TASK INPUT —
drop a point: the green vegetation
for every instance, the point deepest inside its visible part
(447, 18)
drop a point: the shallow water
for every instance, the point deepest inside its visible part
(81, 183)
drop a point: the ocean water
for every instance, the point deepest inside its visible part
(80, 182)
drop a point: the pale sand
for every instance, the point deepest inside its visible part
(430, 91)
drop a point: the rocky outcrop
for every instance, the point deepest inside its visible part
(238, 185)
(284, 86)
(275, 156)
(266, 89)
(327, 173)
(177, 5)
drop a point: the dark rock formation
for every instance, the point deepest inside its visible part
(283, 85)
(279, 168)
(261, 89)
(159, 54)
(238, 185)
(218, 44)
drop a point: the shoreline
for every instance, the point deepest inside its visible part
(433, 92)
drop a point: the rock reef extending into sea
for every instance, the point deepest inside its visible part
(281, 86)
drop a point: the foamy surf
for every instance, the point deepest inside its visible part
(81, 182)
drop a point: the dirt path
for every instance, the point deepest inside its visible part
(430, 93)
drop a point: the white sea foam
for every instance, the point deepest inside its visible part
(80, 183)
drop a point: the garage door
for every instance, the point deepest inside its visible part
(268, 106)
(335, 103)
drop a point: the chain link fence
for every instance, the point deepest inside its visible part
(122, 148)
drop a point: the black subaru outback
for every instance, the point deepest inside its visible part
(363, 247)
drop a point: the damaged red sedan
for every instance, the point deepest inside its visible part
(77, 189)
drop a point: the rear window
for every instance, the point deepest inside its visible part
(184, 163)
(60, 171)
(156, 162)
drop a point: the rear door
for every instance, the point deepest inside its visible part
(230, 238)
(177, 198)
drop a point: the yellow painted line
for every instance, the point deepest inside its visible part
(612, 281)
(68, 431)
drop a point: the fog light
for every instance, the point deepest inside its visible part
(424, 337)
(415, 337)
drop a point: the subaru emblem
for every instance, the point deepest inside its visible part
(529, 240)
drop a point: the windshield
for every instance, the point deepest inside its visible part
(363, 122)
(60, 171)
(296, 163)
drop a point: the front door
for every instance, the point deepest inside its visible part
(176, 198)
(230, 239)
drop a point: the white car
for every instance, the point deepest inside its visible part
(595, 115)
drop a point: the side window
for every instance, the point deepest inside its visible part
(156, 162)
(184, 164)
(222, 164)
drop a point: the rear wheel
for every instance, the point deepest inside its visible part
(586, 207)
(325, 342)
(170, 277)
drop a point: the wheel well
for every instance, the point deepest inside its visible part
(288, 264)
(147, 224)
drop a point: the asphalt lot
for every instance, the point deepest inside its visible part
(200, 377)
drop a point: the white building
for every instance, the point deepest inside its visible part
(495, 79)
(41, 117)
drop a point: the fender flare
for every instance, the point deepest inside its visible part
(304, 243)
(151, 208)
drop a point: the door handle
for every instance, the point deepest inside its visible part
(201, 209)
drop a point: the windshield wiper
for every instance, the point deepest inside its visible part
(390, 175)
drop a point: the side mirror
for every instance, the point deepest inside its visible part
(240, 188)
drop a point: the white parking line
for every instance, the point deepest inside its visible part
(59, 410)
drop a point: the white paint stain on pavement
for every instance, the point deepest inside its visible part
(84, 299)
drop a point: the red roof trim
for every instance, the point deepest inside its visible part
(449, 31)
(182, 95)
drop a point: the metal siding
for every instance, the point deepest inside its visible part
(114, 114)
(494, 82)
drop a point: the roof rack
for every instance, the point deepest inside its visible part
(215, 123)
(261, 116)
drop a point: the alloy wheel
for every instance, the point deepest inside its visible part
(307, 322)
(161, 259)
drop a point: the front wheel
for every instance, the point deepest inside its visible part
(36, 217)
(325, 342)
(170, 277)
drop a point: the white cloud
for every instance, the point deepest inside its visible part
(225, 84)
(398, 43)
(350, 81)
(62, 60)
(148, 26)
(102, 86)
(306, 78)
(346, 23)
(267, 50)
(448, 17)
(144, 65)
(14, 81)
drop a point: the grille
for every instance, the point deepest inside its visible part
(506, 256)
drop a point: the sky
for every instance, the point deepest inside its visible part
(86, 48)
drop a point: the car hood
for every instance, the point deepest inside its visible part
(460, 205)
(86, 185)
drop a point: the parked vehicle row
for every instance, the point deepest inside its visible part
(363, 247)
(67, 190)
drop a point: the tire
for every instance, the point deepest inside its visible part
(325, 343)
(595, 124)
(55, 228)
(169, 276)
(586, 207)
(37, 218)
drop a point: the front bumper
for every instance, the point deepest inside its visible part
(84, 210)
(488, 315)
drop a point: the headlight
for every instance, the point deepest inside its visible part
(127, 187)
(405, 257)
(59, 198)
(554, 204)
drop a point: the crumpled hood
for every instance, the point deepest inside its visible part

BRIEF —
Lay out the material above as a JSON list of strings, one string per line and no blank lines, covering all of it.

PROBLEM SOLUTION —
[
  "drop a point: the green vegetation",
  "for every instance, the point deepest inside its visible part",
  "(447, 18)",
  "drop a point: the shallow water",
  "for every instance, the point deepest inside its visible part",
  "(81, 183)",
  "drop a point: the ocean water",
  "for every instance, the point deepest inside its visible part",
  "(80, 182)",
  "drop a point: the pale sand",
  "for every instance, the point deepest inside its visible part",
  "(430, 91)",
  "drop a point: the rocky outcrop",
  "for every instance, the point deepest inside its visible part",
  "(238, 185)",
  "(284, 86)",
  "(275, 156)",
  "(266, 89)",
  "(327, 173)",
  "(177, 5)",
  "drop a point: the dark rock formation",
  "for every instance, the point deepest inside its visible part",
  "(283, 85)",
  "(279, 168)",
  "(261, 89)",
  "(159, 54)",
  "(238, 185)",
  "(218, 44)",
  "drop a point: the shoreline",
  "for every instance, the point deepest inside its visible part",
  "(433, 92)",
  "drop a point: the rock reef extending into sea",
  "for every instance, the point deepest inside its visible part",
  "(281, 86)",
  "drop a point: the foamy surf",
  "for every instance, the point deepest inside its visible part",
  "(81, 182)",
  "drop a point: the dirt path",
  "for every instance, the point deepest inside its visible part",
  "(430, 93)",
  "drop a point: the white sea foam",
  "for every instance, the point deepest inside its visible part",
  "(80, 183)",
  "drop a point: the garage door",
  "for every instance, the point deepest inside its visible part",
  "(268, 106)",
  "(335, 103)",
  "drop a point: the chain link fence",
  "for every instance, the point deepest inside its visible part",
  "(122, 148)",
  "drop a point: the black subaru outback",
  "for every instance, the point deepest inside its visible part",
  "(363, 247)",
  "drop a point: the damaged red sedan",
  "for every instance, the point deepest inside its visible part",
  "(77, 189)",
  "drop a point: the rear window",
  "for every instance, the point deepest inside its visible part",
  "(184, 163)",
  "(60, 171)",
  "(156, 162)",
  "drop a point: the rear door",
  "for every instance, the point deepest inside its visible part",
  "(230, 238)",
  "(177, 198)",
  "drop a point: the yellow painted line",
  "for every instance, the point deepest inside its visible part",
  "(612, 281)",
  "(68, 431)",
  "drop a point: the fog light",
  "for every instance, the point deepest inside its visible part",
  "(424, 337)",
  "(415, 337)",
  "drop a point: the subaru emblem",
  "for every instance, the point deepest inside its visible part",
  "(529, 240)",
  "drop a point: the windshield",
  "for every instance, the point deepest inside its visible part",
  "(363, 122)",
  "(60, 171)",
  "(296, 163)",
  "drop a point: the front door",
  "for every instance, the point deepest inside its visible part",
  "(176, 198)",
  "(230, 239)",
  "drop a point: the white car",
  "for every instance, the point deepest inside its visible part",
  "(595, 115)",
  "drop a point: the side window",
  "for every instance, the point deepest inside its visible part",
  "(156, 162)",
  "(184, 164)",
  "(222, 164)",
  "drop a point: the rear wheel",
  "for every instance, the point deepest inside its visible part",
  "(586, 207)",
  "(325, 342)",
  "(170, 277)",
  "drop a point: the wheel well",
  "for every instance, the point deepest inside its visible part",
  "(288, 264)",
  "(147, 224)",
  "drop a point: the asphalt lot",
  "for every instance, the point deepest inside its visible part",
  "(200, 377)",
  "drop a point: the white building",
  "for every instance, the point deepest inside its visible part",
  "(495, 79)",
  "(41, 117)",
  "drop a point: the fender flare",
  "for every instance, the point deepest inside its visible part",
  "(304, 243)",
  "(151, 208)",
  "drop a point: the door handle",
  "for every instance, the point deepest inside its visible part",
  "(201, 209)",
  "drop a point: the windshield wiper",
  "for every instance, the point deepest inside its visible part",
  "(390, 175)",
  "drop a point: the side mirror",
  "for every instance, the point deepest inside its visible part",
  "(240, 188)",
  "drop a point: the white parking line",
  "for every instance, the point deepest inside its visible part",
  "(59, 410)",
  "drop a point: the white paint stain on pavement",
  "for every instance, the point deepest inside its visible part",
  "(84, 299)",
  "drop a point: the red roof trim",
  "for every instance, the point deepest inside its visible part",
  "(449, 31)",
  "(182, 95)",
  "drop a point: the metal siding",
  "for every instance, the point deepest inside its visible part",
  "(114, 114)",
  "(494, 82)",
  "drop a point: the roof rack",
  "for every instance, the point deepest inside its visible part",
  "(215, 123)",
  "(261, 116)",
  "drop a point: the alloy wheel",
  "for every instance, the point deepest inside its visible part",
  "(307, 322)",
  "(161, 259)",
  "drop a point: the front wheel",
  "for every instance, the point deepest inside its visible part",
  "(36, 217)",
  "(325, 342)",
  "(170, 277)",
  "drop a point: the white cloud",
  "for every instance, the point deepest inside its visible part",
  "(225, 84)",
  "(398, 43)",
  "(350, 81)",
  "(62, 60)",
  "(148, 26)",
  "(102, 86)",
  "(306, 78)",
  "(346, 23)",
  "(267, 50)",
  "(448, 17)",
  "(144, 65)",
  "(14, 81)",
  "drop a point: the grille",
  "for every instance, the point deepest inside its visible part",
  "(506, 256)",
  "drop a point: the sky",
  "for every instance, the point deepest inside its visible part",
  "(86, 48)",
  "drop a point: the car hood",
  "for every instance, the point deepest inside its visible part",
  "(460, 205)",
  "(86, 185)",
  "drop a point: the parked vehicle row",
  "for every instance, the point deepest inside its visible part",
  "(363, 247)",
  "(67, 190)",
  "drop a point: the tire",
  "for every instance, the point deepest inside its visible part",
  "(325, 343)",
  "(595, 124)",
  "(55, 228)",
  "(169, 276)",
  "(586, 207)",
  "(37, 218)",
  "drop a point: the front bumper",
  "for every instance, the point deepest inside its visible part",
  "(84, 210)",
  "(488, 315)",
  "drop a point: the headlight",
  "for every instance, the point deepest inside its visible part",
  "(127, 187)",
  "(405, 257)",
  "(59, 198)",
  "(554, 204)",
  "drop a point: the crumpled hood",
  "for every instance, the point deepest inside its visible part"
]